* _Exercise goal_
Copies of all lines that contain "roof" are needed; take them from the data below.

Natural-language object grounding data

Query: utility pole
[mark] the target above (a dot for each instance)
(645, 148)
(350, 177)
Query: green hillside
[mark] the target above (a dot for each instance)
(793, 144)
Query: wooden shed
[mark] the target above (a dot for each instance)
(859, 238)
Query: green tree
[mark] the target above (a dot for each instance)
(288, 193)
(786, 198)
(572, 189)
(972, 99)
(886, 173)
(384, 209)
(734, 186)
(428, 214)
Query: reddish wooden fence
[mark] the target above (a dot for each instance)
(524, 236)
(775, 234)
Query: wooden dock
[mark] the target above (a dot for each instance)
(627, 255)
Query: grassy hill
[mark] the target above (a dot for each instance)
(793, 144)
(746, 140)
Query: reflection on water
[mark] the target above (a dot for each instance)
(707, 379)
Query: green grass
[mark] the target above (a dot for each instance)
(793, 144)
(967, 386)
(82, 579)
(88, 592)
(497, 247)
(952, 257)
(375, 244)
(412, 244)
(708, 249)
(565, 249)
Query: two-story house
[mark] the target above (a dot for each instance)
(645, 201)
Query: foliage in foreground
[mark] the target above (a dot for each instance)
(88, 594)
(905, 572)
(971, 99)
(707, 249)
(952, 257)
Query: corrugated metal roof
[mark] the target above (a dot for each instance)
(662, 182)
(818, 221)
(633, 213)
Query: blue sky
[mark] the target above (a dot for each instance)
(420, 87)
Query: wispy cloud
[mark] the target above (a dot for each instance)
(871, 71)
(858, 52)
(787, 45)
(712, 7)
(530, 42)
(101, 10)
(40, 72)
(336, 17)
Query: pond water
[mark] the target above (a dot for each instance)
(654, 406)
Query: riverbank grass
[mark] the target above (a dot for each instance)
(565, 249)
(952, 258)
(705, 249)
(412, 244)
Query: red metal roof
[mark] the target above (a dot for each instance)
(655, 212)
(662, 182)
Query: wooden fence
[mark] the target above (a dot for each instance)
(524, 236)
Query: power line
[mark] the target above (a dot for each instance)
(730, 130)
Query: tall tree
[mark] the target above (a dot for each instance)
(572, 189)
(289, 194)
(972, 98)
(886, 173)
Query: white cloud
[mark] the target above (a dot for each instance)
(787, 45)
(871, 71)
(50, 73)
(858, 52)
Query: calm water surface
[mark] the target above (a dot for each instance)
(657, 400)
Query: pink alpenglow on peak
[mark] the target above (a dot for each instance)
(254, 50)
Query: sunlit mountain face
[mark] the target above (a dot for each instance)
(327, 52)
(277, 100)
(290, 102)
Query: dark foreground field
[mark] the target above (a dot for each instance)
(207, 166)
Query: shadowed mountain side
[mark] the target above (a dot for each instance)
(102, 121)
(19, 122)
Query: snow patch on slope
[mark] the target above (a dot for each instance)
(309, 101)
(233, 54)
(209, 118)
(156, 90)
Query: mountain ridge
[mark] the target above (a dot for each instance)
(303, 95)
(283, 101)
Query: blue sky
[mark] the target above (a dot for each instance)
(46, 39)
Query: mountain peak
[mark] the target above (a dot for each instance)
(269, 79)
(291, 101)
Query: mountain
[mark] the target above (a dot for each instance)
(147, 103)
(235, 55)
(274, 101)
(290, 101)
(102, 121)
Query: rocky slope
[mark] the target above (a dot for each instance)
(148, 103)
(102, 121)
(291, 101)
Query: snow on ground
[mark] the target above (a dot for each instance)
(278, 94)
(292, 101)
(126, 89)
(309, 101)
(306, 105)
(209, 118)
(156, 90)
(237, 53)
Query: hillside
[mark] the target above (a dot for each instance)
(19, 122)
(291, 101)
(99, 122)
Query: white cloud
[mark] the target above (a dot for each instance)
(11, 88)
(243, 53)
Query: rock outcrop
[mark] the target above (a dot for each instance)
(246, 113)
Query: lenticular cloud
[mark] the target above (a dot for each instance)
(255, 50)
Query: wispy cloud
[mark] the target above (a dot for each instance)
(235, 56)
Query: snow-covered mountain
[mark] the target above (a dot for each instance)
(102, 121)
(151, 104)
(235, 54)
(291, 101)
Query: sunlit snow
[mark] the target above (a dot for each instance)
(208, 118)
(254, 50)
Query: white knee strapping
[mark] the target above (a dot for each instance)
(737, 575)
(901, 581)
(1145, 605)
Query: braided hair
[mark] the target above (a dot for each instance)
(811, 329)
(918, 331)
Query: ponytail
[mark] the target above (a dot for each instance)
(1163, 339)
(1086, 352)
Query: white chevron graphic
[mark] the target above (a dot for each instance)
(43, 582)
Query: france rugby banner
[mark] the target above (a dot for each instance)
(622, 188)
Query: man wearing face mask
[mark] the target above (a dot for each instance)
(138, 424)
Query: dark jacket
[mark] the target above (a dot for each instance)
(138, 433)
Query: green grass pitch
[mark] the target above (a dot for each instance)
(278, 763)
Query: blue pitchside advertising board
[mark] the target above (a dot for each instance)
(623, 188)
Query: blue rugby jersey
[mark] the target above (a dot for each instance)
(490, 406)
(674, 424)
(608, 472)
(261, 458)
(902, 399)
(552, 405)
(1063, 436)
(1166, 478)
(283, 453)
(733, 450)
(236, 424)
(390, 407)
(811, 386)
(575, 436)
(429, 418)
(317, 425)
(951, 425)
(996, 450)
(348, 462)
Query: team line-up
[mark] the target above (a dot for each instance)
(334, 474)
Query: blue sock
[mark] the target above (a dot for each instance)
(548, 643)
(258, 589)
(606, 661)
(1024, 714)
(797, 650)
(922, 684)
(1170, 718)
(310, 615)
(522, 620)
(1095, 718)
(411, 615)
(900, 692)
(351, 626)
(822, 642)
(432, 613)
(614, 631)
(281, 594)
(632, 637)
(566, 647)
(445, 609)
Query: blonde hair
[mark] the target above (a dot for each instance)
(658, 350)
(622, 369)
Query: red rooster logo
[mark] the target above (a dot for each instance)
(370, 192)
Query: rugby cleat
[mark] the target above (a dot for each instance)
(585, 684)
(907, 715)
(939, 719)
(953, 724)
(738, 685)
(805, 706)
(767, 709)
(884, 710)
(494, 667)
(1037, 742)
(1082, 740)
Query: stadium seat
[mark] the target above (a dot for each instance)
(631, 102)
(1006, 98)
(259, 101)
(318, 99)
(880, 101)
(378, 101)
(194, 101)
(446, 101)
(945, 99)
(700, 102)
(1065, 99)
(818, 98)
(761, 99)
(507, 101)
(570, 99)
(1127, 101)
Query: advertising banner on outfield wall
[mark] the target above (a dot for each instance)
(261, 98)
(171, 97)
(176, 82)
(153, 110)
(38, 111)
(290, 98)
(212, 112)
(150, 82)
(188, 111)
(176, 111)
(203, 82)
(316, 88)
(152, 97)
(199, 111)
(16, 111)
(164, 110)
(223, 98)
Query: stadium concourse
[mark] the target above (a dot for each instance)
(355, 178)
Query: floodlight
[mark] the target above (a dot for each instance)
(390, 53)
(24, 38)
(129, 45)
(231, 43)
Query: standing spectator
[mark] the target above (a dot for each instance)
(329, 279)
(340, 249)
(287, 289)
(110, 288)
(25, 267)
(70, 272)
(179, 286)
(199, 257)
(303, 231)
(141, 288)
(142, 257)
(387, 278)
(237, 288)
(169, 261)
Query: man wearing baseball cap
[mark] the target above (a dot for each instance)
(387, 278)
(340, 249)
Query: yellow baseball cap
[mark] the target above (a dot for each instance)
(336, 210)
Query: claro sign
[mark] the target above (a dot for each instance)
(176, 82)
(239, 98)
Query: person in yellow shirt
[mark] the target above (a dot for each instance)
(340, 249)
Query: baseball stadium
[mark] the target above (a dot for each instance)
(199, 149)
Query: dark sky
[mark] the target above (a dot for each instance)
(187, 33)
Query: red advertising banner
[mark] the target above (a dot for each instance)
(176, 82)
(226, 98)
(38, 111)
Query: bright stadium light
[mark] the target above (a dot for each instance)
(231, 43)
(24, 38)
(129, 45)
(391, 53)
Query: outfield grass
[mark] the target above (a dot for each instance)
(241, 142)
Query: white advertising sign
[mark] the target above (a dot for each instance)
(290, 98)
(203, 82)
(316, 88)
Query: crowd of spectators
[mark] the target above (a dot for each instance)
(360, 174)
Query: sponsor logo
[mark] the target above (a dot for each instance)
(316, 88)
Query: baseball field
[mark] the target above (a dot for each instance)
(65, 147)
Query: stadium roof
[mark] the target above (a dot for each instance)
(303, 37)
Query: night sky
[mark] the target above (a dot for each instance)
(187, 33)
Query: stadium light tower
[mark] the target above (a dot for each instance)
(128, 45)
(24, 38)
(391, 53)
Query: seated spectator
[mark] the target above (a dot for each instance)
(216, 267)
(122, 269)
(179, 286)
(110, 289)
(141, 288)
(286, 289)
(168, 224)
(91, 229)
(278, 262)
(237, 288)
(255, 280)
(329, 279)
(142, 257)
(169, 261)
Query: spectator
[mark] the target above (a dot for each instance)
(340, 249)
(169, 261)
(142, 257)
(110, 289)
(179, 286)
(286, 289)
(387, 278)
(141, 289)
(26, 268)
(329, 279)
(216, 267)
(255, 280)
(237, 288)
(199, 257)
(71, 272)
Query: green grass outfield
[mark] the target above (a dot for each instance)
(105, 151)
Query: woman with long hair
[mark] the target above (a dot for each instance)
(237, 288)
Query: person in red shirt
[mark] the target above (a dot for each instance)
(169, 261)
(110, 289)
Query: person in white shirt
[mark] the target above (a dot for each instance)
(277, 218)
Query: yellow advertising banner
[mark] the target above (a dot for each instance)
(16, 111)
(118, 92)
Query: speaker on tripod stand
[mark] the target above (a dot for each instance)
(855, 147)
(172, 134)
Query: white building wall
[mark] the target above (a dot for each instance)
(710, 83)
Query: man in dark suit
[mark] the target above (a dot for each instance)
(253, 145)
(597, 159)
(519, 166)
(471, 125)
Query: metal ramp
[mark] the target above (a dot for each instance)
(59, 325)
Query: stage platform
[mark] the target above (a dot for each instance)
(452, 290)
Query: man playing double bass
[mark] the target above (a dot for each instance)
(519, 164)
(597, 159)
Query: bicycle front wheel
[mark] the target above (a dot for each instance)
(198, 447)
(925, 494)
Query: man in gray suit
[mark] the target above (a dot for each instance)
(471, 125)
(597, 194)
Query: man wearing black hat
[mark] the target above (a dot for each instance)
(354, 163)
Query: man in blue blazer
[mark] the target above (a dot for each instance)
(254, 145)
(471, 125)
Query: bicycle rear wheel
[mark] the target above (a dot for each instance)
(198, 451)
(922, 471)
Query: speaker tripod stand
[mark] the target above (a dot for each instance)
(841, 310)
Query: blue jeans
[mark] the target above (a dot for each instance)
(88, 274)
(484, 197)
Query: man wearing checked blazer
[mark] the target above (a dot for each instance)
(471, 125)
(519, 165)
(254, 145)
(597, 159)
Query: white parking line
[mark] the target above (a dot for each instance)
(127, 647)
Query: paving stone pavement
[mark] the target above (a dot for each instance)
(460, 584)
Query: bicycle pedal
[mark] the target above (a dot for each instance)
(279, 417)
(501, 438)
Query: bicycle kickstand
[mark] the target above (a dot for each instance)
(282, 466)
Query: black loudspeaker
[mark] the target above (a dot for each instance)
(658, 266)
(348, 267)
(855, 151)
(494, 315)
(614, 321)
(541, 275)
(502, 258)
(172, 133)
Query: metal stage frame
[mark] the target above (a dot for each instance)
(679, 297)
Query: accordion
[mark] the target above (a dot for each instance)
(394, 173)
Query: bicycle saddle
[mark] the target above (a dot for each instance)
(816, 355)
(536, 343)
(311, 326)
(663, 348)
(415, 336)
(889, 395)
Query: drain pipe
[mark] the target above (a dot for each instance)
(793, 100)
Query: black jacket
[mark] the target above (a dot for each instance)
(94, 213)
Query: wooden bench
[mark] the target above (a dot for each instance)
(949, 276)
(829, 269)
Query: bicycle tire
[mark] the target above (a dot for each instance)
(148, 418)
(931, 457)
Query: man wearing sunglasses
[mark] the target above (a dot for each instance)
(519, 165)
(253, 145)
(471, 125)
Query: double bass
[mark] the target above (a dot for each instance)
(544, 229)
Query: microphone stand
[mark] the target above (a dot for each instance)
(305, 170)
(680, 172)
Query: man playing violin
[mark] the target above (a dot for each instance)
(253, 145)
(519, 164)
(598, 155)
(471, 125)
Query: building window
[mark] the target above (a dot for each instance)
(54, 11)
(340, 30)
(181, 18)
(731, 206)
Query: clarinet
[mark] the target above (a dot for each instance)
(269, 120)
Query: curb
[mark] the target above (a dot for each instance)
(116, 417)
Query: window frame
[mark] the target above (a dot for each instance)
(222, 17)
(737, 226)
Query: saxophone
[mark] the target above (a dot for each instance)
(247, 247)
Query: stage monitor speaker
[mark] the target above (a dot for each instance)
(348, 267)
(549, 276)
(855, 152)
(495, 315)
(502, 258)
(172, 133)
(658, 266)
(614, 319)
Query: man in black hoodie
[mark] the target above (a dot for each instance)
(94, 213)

* _Task response_
Query: corrugated metal roof
Query: red metal roof
Query: stadium roof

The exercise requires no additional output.